* _WHAT YOU NEED TO DO_
Answer these questions using the article on personal loans below:
(a) Whose marketing efforts does the U.S. Federal Reserve credit for consumers seeing online lending as a convenient way to get a loan?
(b) Which two more specific loan types are personal loans usually categorized separately from?
(c) To what total did personal loan balances grow in the second quarter of 2019?

By Karen Lynch | American Express Credit Intel Freelance Contributor
5 Min Read | November 30, 2020 in Money
More people are taking out personal loans lately – whether to consolidate debt, make a large purchase, or pay for some other important transaction. The rise may be due, in part, to increased access to personal loans via online lending. The U.S. Federal Reserve puts it this way: “Today, thanks in no small part to the marketing efforts of fintech firms, consumers recognize online lending as a convenient, fast, and simple way to obtain a loan.”1
Although current loan-application processes are streamlined, there’s still homework to do before applying for a personal loan. What can you do to improve your chance of qualifying? How can you get the most favorable terms? One thing that can make a big difference is whether you choose a secured personal loan or an unsecured personal loan.
Personal loans are all-purpose loans from banks, credit unions, and fintechs that you pay back in regular monthly installments. They are usually categorized separately from more specific loan types, such as mortgages or student loans.
Personal loans represent the fastest-growing debt category in the U.S., according to the Experian credit reporting agency. Overall, personal loan balances grew 12% year-over-year in the second quarter of 2019 to $305 billion.2 Experian’s research also shows people taking out larger personal loans in recent years. Personal loans with balances of $30,000 or more increased 15% between 2014 and 2019, while balances of $20,000 to $25,000 rose 10%.

* _Stored dataset items_
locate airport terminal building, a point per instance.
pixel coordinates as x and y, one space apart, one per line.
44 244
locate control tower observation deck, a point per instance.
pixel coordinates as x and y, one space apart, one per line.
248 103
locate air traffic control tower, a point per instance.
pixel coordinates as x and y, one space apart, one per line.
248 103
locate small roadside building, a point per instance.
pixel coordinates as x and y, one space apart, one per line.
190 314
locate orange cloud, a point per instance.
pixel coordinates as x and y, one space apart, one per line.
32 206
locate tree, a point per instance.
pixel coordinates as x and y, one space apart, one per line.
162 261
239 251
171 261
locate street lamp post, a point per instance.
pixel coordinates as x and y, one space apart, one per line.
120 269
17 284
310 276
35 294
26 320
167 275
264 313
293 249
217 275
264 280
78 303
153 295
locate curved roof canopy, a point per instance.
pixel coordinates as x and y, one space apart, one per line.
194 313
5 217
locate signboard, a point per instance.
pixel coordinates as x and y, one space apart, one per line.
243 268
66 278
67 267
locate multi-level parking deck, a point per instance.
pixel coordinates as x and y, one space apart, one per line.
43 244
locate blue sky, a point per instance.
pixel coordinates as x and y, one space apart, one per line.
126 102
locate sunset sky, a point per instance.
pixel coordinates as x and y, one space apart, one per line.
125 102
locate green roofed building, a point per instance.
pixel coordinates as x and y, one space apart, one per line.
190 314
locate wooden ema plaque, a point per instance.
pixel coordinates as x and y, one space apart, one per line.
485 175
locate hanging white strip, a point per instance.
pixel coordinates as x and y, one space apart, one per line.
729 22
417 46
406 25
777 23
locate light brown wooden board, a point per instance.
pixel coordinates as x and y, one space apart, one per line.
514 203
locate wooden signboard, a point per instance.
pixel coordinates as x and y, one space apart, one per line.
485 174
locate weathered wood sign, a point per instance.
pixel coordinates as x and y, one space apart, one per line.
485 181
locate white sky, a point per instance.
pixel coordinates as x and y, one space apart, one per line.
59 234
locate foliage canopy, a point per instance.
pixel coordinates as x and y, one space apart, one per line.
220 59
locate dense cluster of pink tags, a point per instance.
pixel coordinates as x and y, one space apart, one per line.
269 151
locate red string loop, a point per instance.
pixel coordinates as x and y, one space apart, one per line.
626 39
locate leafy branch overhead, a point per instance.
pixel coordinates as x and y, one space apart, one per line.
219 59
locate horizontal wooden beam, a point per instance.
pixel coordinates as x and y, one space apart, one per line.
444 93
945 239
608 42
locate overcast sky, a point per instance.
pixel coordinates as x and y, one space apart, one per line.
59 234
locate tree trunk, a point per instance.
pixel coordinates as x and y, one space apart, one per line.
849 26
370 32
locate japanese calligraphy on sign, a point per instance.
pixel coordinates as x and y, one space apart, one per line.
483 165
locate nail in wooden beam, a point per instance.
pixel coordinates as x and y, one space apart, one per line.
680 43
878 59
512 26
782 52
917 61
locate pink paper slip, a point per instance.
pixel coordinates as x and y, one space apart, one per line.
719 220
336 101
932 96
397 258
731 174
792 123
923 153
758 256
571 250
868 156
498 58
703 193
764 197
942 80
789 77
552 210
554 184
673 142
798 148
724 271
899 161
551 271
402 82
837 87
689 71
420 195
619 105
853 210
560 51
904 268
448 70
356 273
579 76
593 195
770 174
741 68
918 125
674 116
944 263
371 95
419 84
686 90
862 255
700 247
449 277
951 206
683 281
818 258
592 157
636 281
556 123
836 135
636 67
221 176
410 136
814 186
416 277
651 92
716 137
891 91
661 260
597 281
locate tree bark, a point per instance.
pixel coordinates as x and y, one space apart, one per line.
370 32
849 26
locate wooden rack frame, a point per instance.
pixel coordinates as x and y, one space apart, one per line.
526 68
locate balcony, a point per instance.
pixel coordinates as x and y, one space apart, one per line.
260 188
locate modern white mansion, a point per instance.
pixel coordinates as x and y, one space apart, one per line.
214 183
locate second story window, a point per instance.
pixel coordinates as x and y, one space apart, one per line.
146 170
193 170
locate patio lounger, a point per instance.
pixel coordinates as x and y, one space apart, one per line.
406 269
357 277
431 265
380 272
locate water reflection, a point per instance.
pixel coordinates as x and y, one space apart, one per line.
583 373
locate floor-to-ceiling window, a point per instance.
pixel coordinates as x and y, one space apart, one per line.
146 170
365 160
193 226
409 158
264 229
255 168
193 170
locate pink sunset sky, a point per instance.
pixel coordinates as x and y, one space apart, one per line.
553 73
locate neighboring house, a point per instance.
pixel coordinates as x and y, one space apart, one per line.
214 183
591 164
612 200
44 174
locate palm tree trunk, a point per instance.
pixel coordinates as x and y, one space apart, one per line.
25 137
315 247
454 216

* _RESPONSE TO THIS TASK_
(a) Fintech firms.
(b) Mortgages and student loans.
(c) $305 billion.